Consegna 1:
Esprimi come tabella Markdown il tratto delle righe dei dati che va dalla riga contenente "of the neon" fino a quella contenente "Query: neon yellow jacket", entrambe comprese e senza le righe vuote, usando le colonne "Numero" e "Riga".

Tra le tante castronerie dette in merito alla vicenda operese del campo nomadi, voluto in Paese dal Sindaco Ramazzotti e dai preti della Casa delle carità, vi segnaliamo queste parole di Don Virginio Colmegna che, seppure non siano del tenore di quelle che addirittura imputavano agli operesi l'incendio del campo con 30 neonati all'interno, rappresentano comunque la dimostrazione di quanto siano false alcune persone.
Che Dio le abbia in grazia, soprattutto quando si spacciano per uomini della chiesa.
Per chi non sapesse come sono andate le cose a Opera: la sera del 21 dicembre 2006 un numeroso gruppo di manifestanti nell'ambito di una protesta contro l'insediamento di un campo nomadi in paese ha devastato e dato alle fiamme alcune tende che al mattino precedente erano state montate per ospitare dopo qualche giorno i nomadi.

Dati mostrati:
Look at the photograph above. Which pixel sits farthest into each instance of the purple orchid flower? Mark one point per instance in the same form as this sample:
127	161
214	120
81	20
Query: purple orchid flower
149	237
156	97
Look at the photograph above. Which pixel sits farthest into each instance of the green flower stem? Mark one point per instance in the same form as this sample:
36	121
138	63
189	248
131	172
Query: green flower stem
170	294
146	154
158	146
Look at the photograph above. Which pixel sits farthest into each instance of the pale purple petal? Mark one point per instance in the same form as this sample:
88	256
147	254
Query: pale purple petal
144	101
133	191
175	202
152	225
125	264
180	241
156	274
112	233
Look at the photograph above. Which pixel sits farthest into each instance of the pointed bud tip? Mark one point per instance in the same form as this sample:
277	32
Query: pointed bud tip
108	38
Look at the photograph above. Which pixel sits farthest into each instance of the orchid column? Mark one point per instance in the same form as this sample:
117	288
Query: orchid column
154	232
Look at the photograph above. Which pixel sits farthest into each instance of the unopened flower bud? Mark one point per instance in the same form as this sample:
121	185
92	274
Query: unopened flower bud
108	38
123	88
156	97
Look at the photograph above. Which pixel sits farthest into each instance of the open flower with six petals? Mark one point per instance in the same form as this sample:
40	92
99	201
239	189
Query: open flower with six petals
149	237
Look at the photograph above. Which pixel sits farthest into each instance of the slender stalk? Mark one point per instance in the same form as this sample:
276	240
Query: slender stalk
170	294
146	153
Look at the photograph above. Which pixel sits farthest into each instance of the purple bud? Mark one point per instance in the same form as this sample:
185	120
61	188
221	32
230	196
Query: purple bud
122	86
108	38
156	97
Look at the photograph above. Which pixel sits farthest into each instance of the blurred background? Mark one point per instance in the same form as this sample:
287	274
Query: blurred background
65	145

---

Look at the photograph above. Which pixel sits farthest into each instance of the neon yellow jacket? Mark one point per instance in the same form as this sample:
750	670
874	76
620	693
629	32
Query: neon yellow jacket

Consegna 2:
Trascrivi dall'estratto sul campo nomadi di Opera il tratto che va da "Tra le tante" fino a "uomini della chiesa.".

Risposta 1:
| Numero | Riga |
|---|---|
| 1 | Look at the photograph above. Which pixel sits farthest into each instance of the neon yellow jacket? Mark one point per instance in the same form as this sample: |
| 2 | 750	670 |
| 3 | 874	76 |
| 4 | 620	693 |
| 5 | 629	32 |
| 6 | Query: neon yellow jacket |

Risposta 2:
Tra le tante castronerie dette in merito alla vicenda operese del campo nomadi, voluto in Paese dal Sindaco Ramazzotti e dai preti della Casa delle carità, vi segnaliamo queste parole di Don Virginio Colmegna che, seppure non siano del tenore di quelle che addirittura imputavano agli operesi l'incendio del campo con 30 neonati all'interno, rappresentano comunque la dimostrazione di quanto siano false alcune persone.
Che Dio le abbia in grazia, soprattutto quando si spacciano per uomini della chiesa.